WHAT IS NEEDED
What lines of the data below hold the string "rough"? Copy each one.
*** LISTED RECORDS ***
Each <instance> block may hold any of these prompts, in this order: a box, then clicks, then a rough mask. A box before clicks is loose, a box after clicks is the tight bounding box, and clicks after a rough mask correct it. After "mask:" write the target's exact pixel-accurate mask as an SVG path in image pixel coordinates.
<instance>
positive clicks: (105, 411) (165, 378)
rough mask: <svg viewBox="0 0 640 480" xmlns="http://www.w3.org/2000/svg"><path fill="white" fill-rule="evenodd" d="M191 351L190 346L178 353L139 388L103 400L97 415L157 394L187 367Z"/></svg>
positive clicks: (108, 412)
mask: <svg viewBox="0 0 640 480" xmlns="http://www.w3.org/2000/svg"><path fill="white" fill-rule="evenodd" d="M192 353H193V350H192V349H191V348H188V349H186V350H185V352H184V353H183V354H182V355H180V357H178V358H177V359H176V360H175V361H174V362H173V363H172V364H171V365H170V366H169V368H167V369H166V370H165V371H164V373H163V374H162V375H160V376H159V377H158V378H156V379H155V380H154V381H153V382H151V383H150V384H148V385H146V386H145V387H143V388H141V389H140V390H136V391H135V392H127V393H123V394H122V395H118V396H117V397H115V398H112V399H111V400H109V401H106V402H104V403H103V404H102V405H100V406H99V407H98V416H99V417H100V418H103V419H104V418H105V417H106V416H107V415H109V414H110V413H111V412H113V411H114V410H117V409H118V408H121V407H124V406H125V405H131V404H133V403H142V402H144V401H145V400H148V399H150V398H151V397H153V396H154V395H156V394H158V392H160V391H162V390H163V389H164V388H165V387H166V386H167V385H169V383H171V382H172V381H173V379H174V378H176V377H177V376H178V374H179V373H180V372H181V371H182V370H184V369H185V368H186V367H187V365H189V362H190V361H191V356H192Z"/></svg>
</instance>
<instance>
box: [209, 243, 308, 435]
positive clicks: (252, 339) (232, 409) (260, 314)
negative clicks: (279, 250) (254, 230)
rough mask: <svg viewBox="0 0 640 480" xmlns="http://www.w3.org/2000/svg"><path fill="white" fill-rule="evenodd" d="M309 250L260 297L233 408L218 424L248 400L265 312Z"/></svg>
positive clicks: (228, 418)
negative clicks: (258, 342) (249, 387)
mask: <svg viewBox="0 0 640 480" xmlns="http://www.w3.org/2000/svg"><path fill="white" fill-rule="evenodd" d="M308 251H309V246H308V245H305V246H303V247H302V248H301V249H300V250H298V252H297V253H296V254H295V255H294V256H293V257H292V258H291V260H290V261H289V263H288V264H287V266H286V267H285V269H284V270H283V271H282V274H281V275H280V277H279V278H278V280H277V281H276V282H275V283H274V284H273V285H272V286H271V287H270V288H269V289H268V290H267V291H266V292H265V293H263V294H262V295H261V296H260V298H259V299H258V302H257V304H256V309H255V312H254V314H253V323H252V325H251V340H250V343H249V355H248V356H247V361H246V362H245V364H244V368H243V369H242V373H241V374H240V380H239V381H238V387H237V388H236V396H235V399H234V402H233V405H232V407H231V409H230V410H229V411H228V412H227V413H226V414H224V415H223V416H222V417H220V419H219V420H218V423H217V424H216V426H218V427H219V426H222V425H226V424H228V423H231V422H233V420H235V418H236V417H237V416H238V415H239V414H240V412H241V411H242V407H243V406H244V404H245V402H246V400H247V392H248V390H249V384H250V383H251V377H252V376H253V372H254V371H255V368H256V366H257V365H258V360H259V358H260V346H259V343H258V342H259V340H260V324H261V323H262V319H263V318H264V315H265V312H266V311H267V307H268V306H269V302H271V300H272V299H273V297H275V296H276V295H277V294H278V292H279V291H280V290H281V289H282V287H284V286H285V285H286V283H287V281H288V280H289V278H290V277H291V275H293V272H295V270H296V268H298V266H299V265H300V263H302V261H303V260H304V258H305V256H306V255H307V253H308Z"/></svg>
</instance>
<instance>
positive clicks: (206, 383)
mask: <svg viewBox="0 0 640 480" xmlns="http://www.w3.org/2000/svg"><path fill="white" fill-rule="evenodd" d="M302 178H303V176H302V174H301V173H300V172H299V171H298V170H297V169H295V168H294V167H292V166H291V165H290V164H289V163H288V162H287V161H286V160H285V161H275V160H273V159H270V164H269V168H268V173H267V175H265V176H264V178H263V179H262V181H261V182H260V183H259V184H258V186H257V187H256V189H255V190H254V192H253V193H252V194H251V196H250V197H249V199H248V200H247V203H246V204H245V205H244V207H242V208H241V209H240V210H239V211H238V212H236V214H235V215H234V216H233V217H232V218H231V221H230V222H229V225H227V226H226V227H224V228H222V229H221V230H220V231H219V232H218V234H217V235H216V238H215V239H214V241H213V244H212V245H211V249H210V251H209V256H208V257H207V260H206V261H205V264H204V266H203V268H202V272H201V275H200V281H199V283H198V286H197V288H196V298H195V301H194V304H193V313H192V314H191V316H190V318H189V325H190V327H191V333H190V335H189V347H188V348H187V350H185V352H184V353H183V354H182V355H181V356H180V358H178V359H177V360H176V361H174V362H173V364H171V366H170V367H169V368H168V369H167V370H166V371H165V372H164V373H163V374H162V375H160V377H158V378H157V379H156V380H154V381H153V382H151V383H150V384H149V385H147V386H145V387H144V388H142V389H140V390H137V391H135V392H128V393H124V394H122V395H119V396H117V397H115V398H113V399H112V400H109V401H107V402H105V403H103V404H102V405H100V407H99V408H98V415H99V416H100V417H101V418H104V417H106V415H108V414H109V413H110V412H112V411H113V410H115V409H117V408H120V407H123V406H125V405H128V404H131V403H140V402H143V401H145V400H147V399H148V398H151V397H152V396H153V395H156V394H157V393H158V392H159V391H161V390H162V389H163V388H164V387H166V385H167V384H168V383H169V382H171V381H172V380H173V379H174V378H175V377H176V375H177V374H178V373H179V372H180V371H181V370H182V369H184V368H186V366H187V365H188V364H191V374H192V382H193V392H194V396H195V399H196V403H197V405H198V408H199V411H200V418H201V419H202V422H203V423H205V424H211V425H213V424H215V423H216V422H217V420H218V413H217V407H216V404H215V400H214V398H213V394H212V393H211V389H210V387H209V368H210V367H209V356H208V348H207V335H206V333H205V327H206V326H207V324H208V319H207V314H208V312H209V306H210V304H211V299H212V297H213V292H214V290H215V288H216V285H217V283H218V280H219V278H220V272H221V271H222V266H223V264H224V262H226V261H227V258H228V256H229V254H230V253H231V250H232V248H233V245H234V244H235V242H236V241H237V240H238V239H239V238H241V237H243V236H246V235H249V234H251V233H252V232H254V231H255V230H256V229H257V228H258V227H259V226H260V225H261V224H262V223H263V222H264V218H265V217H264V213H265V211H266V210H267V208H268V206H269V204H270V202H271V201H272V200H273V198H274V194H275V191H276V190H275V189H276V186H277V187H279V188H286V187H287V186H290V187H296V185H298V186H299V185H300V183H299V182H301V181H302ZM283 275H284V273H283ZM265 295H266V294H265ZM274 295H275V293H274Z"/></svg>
***
ANSWER
Each <instance> block may hold any of these prompts, in this order: a box, then clicks, then a rough mask. A box before clicks is loose, a box after clicks is the tight bounding box, and clicks after a rough mask correct it. After "mask:" write the target's exact pixel-accurate mask as an SVG path in image pixel coordinates.
rough mask: <svg viewBox="0 0 640 480" xmlns="http://www.w3.org/2000/svg"><path fill="white" fill-rule="evenodd" d="M191 351L190 346L178 353L139 388L103 400L97 415L157 394L187 367Z"/></svg>
rough mask: <svg viewBox="0 0 640 480" xmlns="http://www.w3.org/2000/svg"><path fill="white" fill-rule="evenodd" d="M309 250L260 297L233 408L218 424L248 400L265 312Z"/></svg>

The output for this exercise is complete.